───── PROVIDED TEXT

February 17, 2006

Buyers ‘Walked’ Last Year And ‘They’re Not Back Yet’

TGIF and it’s time to put this week in the can. “”Paul McCulley, bond-market-giant PIMCO’s Fed-watcher, wrote last week that ‘Weakness in residential property activity self-feeds’ and that we are in for a cyclical ‘wicked turn’ in the economy, and ‘unconventional property-market weakness.’”

“The Treasury Department’s resumption of 30-year bond sales could have an interesting impact on the home mortgage market, with lenders offering more 40-year loans and maybe even 50-year mortgages for the first time. Chris Low..said longer-dated home loans could prevent a dramatic drop in the housing market. ‘It is a kind of a way to play games with monthly payments,’ said Dick Bove. ‘Stretching out the mortgage maturity is simply a way to lower month payments and stimulate sales.’”

“Land speculators are illegally subdividing land in western Box Elder County (Utah) and selling the small parcels on the Internet. ‘I’ve received phone calls from people who want to know what they can do with their land and are surprised when the answer is nothing,’ Garth Day said.”

“The fastest home-building binge in 33 years is bringing new fears of a glut in new homes and not enough buyers. ‘The long housing boom in the tri-state area is dying out,’ said (economist) Mark McMullen. ‘We won’t see a collapse in housing prices, but the real estate industry, the brokers and financial institutions in the New York area, will take a pretty big hit.’”

“McMullen said a glut is already showing up in California and Florida, as well as New York City and New Jersey. ‘In the metropolitan areas on the West and East coasts, there’s over-building,’ he said. ‘The rate is outstripping the number of households being formed and the number of potential buyers.’”

“The Portland area housing boom seems to be withstanding a seasonal winter chill, several real estate industry experts concluded. January’s median figure was down 2.8 percent from the December median price of $252,900. ‘It would be a great sign of strength if we just hold the pricing,’ said Jerry Johnson a professor at Portland State University.”

“‘Pricing power in the Portland area still has not shifted from sellers to buyers, Johnson said. ‘When that change happens, it happens quickly,’ he said. The area’s largest builders increasingly are erecting houses with higher-end finishes, (realtor) Peggy Hoag said. ‘Granted, they’re on minuscule lots, but the houses have character,’ she said. ‘They look Craftsmany.’”

──────────
───── EXTRACTED RECORDS

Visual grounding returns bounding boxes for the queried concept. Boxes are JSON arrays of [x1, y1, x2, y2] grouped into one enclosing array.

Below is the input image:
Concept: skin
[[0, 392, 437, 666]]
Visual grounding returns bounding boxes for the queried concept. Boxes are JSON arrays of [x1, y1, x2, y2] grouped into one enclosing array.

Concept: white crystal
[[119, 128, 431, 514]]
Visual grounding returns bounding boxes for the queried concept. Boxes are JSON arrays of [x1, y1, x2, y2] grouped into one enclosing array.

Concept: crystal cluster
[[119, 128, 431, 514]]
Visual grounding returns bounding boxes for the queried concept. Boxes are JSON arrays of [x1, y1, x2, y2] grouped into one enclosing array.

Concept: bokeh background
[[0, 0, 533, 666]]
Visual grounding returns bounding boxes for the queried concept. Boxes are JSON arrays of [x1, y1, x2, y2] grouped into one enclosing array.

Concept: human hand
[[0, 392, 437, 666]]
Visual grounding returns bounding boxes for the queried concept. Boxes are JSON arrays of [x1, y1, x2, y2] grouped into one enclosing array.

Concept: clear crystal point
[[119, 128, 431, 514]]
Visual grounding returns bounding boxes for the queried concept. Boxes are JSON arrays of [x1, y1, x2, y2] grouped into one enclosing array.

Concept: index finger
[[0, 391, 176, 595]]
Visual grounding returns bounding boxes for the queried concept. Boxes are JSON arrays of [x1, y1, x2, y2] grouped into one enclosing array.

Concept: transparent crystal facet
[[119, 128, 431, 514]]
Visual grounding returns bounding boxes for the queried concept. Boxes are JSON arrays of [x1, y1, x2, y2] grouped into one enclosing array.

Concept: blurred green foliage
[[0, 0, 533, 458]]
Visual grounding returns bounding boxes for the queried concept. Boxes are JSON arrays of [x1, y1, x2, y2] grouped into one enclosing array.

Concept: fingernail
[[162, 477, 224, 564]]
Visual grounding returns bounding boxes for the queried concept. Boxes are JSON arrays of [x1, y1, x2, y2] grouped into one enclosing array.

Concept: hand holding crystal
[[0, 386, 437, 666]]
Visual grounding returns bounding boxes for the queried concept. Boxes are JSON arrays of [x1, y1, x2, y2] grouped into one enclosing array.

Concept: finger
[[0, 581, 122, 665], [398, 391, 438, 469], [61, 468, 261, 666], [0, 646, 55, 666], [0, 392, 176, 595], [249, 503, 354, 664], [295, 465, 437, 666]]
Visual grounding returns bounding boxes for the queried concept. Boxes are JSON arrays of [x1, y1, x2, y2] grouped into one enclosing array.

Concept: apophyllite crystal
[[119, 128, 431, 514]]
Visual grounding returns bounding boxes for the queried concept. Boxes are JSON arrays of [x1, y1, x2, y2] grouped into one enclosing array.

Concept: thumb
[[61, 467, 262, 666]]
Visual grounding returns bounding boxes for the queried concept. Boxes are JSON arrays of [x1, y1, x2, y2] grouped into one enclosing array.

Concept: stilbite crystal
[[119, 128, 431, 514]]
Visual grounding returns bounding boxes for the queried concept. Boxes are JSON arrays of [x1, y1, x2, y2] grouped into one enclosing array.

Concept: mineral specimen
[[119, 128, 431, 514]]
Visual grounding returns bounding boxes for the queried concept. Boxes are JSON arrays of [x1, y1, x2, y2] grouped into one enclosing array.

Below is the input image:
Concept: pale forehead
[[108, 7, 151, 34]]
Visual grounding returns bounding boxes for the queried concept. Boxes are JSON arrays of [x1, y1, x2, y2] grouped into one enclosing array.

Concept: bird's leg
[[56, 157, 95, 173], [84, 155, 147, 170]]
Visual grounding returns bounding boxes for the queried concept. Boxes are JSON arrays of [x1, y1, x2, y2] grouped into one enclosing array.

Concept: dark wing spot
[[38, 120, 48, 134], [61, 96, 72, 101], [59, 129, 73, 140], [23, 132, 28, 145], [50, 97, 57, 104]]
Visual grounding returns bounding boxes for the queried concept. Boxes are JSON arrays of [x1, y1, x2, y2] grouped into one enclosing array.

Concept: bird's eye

──────────

- [TASK LIST]
1. Where did Mark McMullen say a glut is already showing up, according to the housing roundup?
2. Continue the housing roundup, starting right after its last sentence.

- [SOLVED PROBLEMS]
1. In California and Florida, as well as New York City and New Jersey.

2.
“The Southwest Washington housing inventory is at its highest point in two years, possibly signaling a weakening market. Although new listings increased 9.6 percent, from 1,085 in January 2004 to 1,189 in January 2005, closed sales decreased by nearly 12 percent and pending sales also dropped, by nearly 8 percent. ‘The market has eased off a bit,’ said David Hendrick, association executive with the Clark County Association of Realtors.”

“Fresno has established itself as a defined market for distributors. ‘There is vacant land for miles, but virtually no land is available,’ Stewart Randall said. The market may peak this year, he said. ‘I got to think we’re getting close to the top,’ he said. ‘You ought to consider cashing out or taking advantage of these prices. These things go up and down.’”

“Marin’s housing market continued to cool as home sales sank last month. Sales of single-family homes fell to 136 in January, down from 198 the month before and down from 175 in January 2005. The median price was $867,000 last month, down from $900,000 in December but up from $850,000 in January 2005, according to DataQuick.”

“The trend is similar in the condominium market, with sales dropping about 46 percent. ‘The real estate community is seeing buyer resistance to price,’ said Jack McLaughlin. ‘Prices went up too fast in the last few years so the buyers walked in the middle of last year and they are not back yet,’ McLaughlin said. ‘Sellers are going to continue to have to adjust their expectations and successful sellers are going to be those that price their property realistically and are willing to negotiate.’”




A ‘Great Time To Be A Buyer’ In Carson City

The North Lake Tahoe Bonanza has a rare look at that Nevada housing bubble. “More of Carson City’s high-end homes are hitting the market this year. Now that the housing frenzy has slowed considerably, buyers have time to check out all their options. Last year, four homes priced more than $1 million sold in Carson City; two months into the new year, nine are on the market.”

“‘We’ve already got more (high-end homes) on the market this year than last,’ said (agent) Bob Fredlund. ‘In February last year we probably only had 60 houses on the market. Now I’ve got 335 so far this year.’”

“Only 65-70 homes were on the MLS in September 2004. A year later, 430 Carson City homes were on the market. (Realtor) Kathy Tatro said these numbers show the end of a three-year seller’s market. From 2001-03, buyers flooded the Carson City market. Many came from California pocketing a large cash out from a West Coast home.”

“A small inventory and plenty of buyers led to bidding wars. Prices went up drastically. The story is a little different in the dawn of 2006. This week, there are 48 homes on the market priced above $600,000. About 287 are under the $600,000 mark, according to the MLS.”

“‘Some say that the real estate bubble has popped, but what I think is that this is a real positive thing for our economy,’ Tatro said. ‘Prices are leveling right now. There are more sellers and probably less buyers. But these buyers can take their time looking for what they really want.’”

“It’s a great time to be a buyer, she said. Many of the components that had driven up the market before are not in play now. Californians are getting frustrated with Nevada’s rising costs and are heading farther east, such as Boise.”

“Fredlund said these high-end Carson City homes will sell to young professionals working in Carson City or Reno. ‘We’ve got a lot of doctors and lawyers looking for homes,’ he said.”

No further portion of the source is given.